→ Показанный текст:
Не один Биаджо находил живопись Микеланджело непристойной. Италия делалась скромницей; уже близилось время, когда инквизиция притянула к ответу Веронезе за неблагопристойность его «Вечери у Симона» [277] . Не было недостатка в людях, возмущавшихся «Страшным судом».
Громче всех кричал Аретино. Маэстро порнографии взял на себя труд преподать уроки пристойности целомудренному Микеланджело [278] . Он написал ему письмо, по бесстыдству достойное Тартюфа [279] . Он обвинял его в том, что он изображает такие вещи, которые могут «вогнать в краску публичный дом», и доносил на него зарождающейся инквизиции, «ибо, — говорил он, — преступление состоит главным образом не в отсутствии веры, а в подрыве веры у других». Он убеждал папу уничтожить фреску. К доносу относительно лютеранства он примешивал мерзкие намеки на нравы Микеланджело [280] и в довершение всего обвинял его в том, что он обокрал Юлия II. На это гнусное шантажное письмо, в котором все, что было самого глубокого в душе Микеланджело, — его благочестие, его дружба, его чувство чести, — было загрязнено и оскорблено», на это письмо, которое Микеланджело не мог читать без того, чтобы не смеяться от презрения и не плакать от стыда, он ничего не ответил [281] . Несомненно, он думал о нем то же, что говорил о некоторых своих врагах в своем уничтожающем презрении: что «не стоит с ними сражаться, так как победа над ними не представляет никакой важности». И когда мысли Аретино и Биаджо относительно его «Страшного суда» стали распространяться, он ничего не ответил, ничего не предпринял, чтобы их прекратить. Он ничего не сказал, когда его произведения назвали «лютеранским дерьмом» [282] .

Сохранённые записи

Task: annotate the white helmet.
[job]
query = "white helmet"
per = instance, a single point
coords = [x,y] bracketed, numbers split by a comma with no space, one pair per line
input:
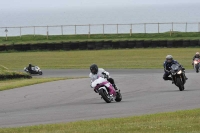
[169,58]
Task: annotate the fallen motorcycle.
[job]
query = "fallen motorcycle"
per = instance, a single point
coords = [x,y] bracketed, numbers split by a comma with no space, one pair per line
[34,70]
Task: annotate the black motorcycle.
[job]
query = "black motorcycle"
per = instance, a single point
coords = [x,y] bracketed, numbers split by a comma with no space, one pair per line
[178,76]
[34,70]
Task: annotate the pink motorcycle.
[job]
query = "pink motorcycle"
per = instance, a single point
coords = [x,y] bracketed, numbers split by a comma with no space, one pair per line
[106,90]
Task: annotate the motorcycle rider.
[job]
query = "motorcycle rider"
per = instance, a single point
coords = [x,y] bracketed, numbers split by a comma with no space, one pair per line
[167,67]
[197,55]
[100,72]
[29,67]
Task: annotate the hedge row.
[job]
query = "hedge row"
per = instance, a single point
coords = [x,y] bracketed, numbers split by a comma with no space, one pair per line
[101,45]
[13,75]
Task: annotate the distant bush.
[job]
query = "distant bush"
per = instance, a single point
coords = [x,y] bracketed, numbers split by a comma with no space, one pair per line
[6,74]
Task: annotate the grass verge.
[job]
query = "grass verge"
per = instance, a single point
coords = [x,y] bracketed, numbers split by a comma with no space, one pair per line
[27,39]
[176,122]
[15,83]
[151,58]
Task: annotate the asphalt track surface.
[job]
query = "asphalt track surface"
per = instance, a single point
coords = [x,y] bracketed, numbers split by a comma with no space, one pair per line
[143,92]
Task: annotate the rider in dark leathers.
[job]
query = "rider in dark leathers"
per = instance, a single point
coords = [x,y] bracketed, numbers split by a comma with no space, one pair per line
[167,67]
[29,67]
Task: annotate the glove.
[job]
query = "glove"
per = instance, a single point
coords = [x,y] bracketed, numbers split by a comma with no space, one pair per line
[105,75]
[168,71]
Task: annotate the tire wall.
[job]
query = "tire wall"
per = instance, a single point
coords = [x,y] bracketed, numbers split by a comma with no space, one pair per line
[92,45]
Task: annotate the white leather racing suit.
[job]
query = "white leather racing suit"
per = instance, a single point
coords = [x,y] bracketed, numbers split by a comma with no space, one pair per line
[93,77]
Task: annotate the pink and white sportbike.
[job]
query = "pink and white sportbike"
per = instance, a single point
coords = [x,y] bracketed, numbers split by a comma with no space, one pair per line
[106,90]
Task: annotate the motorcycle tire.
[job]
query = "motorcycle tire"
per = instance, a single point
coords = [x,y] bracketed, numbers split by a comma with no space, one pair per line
[40,73]
[180,84]
[118,97]
[197,68]
[104,96]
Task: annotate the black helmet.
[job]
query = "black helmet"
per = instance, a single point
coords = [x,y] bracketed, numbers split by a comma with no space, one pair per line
[94,69]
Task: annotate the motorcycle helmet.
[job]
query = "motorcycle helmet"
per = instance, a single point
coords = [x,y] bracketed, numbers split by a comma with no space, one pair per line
[169,58]
[197,54]
[94,69]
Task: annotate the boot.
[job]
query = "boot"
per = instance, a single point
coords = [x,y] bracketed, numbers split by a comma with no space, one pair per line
[115,86]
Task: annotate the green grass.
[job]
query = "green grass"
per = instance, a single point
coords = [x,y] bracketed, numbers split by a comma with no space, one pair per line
[123,58]
[15,83]
[175,122]
[98,37]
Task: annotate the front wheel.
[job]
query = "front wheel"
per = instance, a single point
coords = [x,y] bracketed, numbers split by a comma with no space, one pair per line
[180,84]
[105,96]
[118,97]
[40,72]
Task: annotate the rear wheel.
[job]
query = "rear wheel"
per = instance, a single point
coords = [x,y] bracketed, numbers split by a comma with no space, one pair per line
[118,97]
[180,84]
[105,96]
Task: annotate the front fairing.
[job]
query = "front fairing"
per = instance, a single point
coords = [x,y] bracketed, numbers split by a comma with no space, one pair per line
[175,69]
[97,82]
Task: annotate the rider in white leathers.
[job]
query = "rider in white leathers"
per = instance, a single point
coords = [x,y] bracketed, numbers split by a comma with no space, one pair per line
[100,72]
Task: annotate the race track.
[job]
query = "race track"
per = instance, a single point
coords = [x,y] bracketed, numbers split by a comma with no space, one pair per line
[143,92]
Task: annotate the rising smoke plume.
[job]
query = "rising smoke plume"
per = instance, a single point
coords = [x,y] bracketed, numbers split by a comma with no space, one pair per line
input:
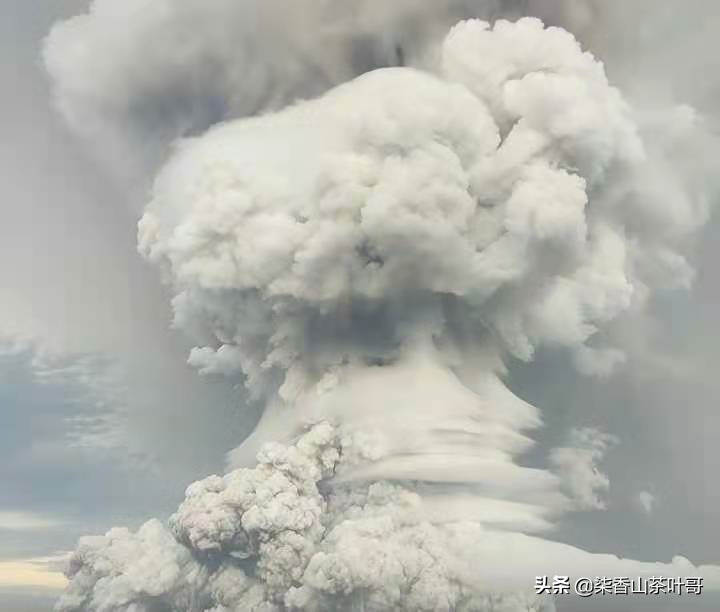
[364,261]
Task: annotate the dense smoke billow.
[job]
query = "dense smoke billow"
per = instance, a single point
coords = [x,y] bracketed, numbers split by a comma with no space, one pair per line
[391,204]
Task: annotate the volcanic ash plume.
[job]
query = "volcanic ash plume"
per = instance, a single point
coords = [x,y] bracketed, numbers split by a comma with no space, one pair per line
[364,261]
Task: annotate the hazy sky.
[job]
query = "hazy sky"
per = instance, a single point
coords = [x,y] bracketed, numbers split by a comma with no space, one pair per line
[103,423]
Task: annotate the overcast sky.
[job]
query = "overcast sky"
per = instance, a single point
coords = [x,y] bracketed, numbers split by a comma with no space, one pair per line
[103,423]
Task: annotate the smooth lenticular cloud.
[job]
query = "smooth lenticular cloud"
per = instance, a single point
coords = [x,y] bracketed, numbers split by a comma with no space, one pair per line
[364,262]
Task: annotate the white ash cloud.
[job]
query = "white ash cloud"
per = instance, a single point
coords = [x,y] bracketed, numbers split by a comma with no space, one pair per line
[364,261]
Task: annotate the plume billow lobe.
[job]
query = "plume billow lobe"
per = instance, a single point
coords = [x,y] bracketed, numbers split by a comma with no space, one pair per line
[363,261]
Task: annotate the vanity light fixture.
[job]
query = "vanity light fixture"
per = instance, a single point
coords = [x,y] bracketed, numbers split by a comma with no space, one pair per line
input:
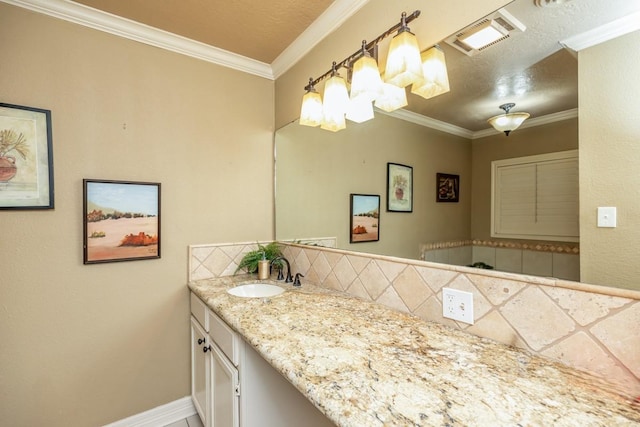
[404,66]
[311,111]
[508,122]
[426,72]
[435,80]
[336,102]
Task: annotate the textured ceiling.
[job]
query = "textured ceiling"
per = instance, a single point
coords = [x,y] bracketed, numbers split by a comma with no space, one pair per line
[256,29]
[531,69]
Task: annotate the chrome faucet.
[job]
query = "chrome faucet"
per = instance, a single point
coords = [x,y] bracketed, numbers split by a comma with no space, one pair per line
[289,278]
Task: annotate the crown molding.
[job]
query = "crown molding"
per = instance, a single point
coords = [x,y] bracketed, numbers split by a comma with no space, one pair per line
[334,16]
[425,121]
[603,33]
[537,121]
[112,24]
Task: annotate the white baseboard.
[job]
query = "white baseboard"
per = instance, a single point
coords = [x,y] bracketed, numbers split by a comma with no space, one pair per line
[159,416]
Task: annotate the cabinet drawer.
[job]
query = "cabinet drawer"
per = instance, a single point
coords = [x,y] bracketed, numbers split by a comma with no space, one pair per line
[199,311]
[224,337]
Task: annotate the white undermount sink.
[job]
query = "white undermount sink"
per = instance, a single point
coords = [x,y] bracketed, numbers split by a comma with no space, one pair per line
[256,290]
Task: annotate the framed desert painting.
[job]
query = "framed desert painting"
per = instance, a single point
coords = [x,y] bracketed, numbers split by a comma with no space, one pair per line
[365,218]
[121,221]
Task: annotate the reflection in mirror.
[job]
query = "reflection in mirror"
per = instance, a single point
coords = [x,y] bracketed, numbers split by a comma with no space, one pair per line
[316,171]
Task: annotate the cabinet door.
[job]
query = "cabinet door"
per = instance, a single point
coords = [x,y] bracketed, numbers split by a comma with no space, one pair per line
[199,369]
[225,393]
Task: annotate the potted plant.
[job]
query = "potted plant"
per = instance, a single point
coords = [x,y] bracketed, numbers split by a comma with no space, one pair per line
[250,260]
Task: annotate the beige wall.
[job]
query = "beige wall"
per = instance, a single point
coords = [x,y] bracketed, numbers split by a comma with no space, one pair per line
[88,345]
[438,20]
[610,154]
[554,137]
[316,171]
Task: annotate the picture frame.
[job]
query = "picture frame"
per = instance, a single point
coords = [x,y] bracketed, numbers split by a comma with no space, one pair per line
[26,158]
[121,220]
[447,188]
[399,188]
[364,223]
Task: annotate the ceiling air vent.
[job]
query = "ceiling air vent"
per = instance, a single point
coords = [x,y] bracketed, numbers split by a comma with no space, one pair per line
[498,27]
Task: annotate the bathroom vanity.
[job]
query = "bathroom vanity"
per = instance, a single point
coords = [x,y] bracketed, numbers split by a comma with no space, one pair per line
[232,385]
[362,364]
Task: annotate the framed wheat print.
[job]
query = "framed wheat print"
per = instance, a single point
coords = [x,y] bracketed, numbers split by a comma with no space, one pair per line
[26,158]
[121,221]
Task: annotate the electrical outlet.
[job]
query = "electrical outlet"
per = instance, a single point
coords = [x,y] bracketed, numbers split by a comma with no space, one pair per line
[457,305]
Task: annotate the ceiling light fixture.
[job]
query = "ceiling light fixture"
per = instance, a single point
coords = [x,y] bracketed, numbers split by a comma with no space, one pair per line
[427,72]
[508,122]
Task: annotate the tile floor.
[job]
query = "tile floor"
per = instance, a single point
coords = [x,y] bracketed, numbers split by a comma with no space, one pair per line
[192,421]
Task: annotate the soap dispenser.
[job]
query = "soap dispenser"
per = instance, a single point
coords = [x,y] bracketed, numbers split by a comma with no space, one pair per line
[264,268]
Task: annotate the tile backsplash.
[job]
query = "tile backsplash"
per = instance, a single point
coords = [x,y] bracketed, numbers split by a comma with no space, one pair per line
[592,328]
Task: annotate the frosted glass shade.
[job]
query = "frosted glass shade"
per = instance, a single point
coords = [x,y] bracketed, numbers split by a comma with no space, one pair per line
[336,103]
[435,79]
[392,98]
[360,109]
[366,81]
[508,122]
[311,111]
[404,65]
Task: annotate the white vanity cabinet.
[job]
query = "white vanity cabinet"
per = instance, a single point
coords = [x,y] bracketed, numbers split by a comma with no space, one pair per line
[240,388]
[215,386]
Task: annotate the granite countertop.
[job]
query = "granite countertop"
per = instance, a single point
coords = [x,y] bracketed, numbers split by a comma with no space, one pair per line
[363,364]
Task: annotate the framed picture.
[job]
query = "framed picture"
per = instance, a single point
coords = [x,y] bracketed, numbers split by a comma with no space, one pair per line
[121,221]
[447,187]
[399,188]
[365,218]
[26,158]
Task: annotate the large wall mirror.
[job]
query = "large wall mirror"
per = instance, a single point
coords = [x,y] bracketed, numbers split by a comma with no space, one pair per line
[316,170]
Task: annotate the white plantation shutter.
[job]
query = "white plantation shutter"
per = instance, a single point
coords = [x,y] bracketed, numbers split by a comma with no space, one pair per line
[536,197]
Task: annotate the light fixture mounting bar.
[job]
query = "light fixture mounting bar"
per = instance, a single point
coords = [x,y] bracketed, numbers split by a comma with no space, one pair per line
[404,21]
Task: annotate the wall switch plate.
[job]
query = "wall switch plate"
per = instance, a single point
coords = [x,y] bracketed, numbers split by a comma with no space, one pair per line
[607,217]
[457,305]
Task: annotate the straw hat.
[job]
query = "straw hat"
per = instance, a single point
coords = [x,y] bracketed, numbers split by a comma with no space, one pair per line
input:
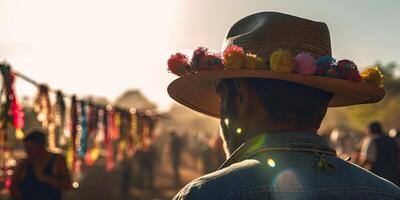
[271,38]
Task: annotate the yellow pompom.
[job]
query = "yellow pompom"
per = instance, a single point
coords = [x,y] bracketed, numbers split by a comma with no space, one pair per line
[372,75]
[252,61]
[233,57]
[281,61]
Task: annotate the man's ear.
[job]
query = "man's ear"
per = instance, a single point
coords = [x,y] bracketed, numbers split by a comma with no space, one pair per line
[242,97]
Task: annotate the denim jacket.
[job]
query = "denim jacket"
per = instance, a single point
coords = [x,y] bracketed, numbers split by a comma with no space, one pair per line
[288,166]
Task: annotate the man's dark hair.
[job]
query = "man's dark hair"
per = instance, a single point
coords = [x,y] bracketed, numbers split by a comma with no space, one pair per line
[288,102]
[36,137]
[375,127]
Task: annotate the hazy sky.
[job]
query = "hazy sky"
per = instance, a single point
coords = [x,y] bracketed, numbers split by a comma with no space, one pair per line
[103,47]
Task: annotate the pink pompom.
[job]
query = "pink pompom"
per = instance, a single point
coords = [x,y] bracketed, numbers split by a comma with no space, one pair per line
[305,64]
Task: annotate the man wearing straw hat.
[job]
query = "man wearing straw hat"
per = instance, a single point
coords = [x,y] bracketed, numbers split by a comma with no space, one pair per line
[271,89]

→ Цель задания: Выпишите из текста о Микеланджело всё, что в душе Микеланджело было «загрязнено и оскорблено» письмом Аретино.

→ Ожидаемый ответ: Благочестие, дружба, чувство чести.